**About this task:** Tally the lines of the entries in which the string "Pick" occurs, and say only how many.

[Records from a data source]
•••••
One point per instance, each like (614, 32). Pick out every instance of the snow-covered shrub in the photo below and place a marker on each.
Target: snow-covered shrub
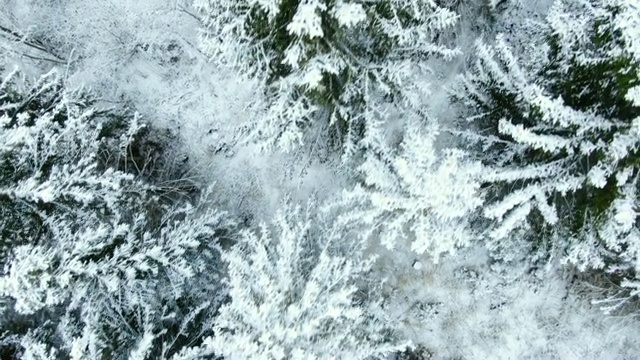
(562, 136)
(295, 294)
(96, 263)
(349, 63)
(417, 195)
•••••
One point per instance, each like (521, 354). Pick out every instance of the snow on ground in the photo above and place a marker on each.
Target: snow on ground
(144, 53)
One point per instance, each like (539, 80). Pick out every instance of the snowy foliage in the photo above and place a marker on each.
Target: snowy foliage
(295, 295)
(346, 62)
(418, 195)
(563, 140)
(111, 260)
•••••
**Output:** 3